▶ [Given exercise A]:
Reproduce the passage of the forum introduction post from "i have a aquaclear" to "for upcoming meetings.".
▶ [Given exercise B]:
In the forum introduction post, why does the poster plan to use the sponges from the second AquaClear 50 filter on the 29-gallon tank?

▶ [Supplied passage]:
╭──
# hi dfw



## garydogwood (Dec 28, 2009)

hello. i found this forum recently when my interest in setting up a planted tank grew. i have had aquariums (freshwater) since around 1993. i dabbled in plants once but didn't know what i was doing. I am now trying to learn as much as i can; 

i have a 29gal that i plan to use as my planted tank. it is set up and has been running for a couple days. i currently have 40lbs of eco complete along with a few pieces of driftwood and rock. i will use 110 watts power compact flourescent lights (6700K). I have a 10 lb C02 tank and have ordered a regulator and other necessary supplys from Green Leaf Aquarium. 

i have a aquaclear 50 filter on there now; i a second AQ50 on my 120 gallon fully stocked tank and wll use these sponges once i get the fish so it will be seeded nicely. I plan to used small tetras (probably either cardinals or similarly sized tetra. i also love loaches so would like some of those as well if they are compatible with a planted tank (especially with a well planted bottom).

I hope to start putting plants in there soon. I am not using any lights now since so plants. Once i do put the plants in there, i will then put the lights on a timer and connect the C02. 

I would like to join this club and attend meetings to learn more about planted tanks and plant care. I will be checking this forum for upcoming meetings.

I live in east plano and looking forward to having the knowledge to create and maintain a healthy planted tank. also looking forward to meeting other local fish / plant keepers.
╰──
[Pointing and labeling entries]
╭──
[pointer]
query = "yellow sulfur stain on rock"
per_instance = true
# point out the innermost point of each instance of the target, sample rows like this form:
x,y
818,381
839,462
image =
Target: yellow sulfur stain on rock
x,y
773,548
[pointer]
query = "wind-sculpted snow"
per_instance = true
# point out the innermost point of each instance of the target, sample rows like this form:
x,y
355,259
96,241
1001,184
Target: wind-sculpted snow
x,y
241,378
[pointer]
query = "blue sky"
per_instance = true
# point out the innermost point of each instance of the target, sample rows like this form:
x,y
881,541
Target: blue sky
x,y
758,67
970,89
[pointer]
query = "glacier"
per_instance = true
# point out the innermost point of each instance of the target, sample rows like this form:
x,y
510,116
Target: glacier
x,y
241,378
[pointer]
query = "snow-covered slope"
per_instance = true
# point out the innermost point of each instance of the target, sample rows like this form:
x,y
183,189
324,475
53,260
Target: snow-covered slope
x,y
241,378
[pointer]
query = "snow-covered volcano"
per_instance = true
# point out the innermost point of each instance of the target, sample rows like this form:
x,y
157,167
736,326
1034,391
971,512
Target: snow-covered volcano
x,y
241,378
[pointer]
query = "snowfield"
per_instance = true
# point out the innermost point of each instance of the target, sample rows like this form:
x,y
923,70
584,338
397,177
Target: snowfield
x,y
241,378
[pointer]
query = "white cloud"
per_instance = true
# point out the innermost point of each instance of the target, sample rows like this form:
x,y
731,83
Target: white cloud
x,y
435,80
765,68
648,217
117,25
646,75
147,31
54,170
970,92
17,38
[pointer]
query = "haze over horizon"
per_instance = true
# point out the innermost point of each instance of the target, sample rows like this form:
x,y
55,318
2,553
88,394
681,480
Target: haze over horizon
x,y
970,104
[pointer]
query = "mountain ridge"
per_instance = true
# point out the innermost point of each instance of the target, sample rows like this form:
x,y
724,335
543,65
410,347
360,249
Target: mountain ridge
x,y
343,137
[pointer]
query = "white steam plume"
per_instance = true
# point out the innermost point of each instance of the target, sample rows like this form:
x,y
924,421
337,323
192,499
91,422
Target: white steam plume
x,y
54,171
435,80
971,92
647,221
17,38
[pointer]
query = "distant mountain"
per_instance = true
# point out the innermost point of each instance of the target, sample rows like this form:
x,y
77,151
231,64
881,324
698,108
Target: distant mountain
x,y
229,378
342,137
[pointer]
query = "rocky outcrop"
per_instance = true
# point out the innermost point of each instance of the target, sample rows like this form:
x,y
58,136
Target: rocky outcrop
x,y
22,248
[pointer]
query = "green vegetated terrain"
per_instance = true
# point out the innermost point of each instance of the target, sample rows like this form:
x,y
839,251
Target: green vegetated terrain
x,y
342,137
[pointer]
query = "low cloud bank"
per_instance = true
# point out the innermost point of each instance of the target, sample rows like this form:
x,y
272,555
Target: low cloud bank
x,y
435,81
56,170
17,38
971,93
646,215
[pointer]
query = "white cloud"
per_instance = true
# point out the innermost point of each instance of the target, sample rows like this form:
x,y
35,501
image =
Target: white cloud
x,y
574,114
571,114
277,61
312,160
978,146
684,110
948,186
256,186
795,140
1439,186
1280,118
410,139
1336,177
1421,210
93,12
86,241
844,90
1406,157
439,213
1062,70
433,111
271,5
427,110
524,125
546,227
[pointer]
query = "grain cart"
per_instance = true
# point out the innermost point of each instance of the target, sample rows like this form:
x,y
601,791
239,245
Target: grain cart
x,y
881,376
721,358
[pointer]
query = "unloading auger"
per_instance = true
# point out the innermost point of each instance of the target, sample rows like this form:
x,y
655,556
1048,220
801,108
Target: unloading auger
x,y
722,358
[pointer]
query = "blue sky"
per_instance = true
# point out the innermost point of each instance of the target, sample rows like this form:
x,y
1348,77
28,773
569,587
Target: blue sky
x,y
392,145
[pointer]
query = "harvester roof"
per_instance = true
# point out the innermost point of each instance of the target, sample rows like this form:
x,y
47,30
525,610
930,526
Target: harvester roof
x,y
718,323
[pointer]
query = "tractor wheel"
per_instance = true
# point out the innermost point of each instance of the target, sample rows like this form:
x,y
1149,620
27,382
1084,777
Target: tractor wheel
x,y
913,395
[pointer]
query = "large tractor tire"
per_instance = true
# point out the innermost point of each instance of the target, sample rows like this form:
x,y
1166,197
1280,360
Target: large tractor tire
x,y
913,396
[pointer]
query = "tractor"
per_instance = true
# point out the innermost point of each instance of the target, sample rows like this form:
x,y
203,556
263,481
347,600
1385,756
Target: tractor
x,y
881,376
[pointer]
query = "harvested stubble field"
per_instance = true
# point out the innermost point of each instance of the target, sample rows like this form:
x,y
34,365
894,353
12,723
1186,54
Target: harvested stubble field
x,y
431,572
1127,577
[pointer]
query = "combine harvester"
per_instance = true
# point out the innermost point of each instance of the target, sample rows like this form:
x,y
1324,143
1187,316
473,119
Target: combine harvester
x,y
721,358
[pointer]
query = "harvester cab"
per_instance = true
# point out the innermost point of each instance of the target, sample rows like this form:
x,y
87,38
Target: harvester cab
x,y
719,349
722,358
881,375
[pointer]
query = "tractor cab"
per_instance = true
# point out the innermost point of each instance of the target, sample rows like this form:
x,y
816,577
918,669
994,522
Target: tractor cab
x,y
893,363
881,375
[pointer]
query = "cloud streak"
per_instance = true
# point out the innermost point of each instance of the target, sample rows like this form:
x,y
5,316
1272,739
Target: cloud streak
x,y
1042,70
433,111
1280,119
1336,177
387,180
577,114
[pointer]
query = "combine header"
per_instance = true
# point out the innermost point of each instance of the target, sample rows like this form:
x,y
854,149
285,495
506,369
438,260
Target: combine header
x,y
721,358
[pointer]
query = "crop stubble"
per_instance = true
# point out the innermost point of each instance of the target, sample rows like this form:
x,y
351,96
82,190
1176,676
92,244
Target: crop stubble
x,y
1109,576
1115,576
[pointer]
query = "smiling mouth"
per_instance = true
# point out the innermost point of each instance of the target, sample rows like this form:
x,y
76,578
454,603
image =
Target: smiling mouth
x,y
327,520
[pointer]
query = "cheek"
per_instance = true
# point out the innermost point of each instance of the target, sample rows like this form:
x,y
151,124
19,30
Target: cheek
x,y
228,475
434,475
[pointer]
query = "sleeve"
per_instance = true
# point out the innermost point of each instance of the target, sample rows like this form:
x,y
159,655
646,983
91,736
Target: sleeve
╰──
▶ [Worked answer A]:
i have a aquaclear 50 filter on there now; i a second AQ50 on my 120 gallon fully stocked tank and wll use these sponges once i get the fish so it will be seeded nicely. I plan to used small tetras (probably either cardinals or similarly sized tetra. i also love loaches so would like some of those as well if they are compatible with a planted tank (especially with a well planted bottom).

I hope to start putting plants in there soon. I am not using any lights now since so plants. Once i do put the plants in there, i will then put the lights on a timer and connect the C02. 

I would like to join this club and attend meetings to learn more about planted tanks and plant care. I will be checking this forum for upcoming meetings.

▶ [Worked answer B]:
That second AquaClear 50 runs on the poster's fully stocked 120-gallon tank. The poster will use its sponges once fish are added to the 29-gallon so the filter will be seeded nicely.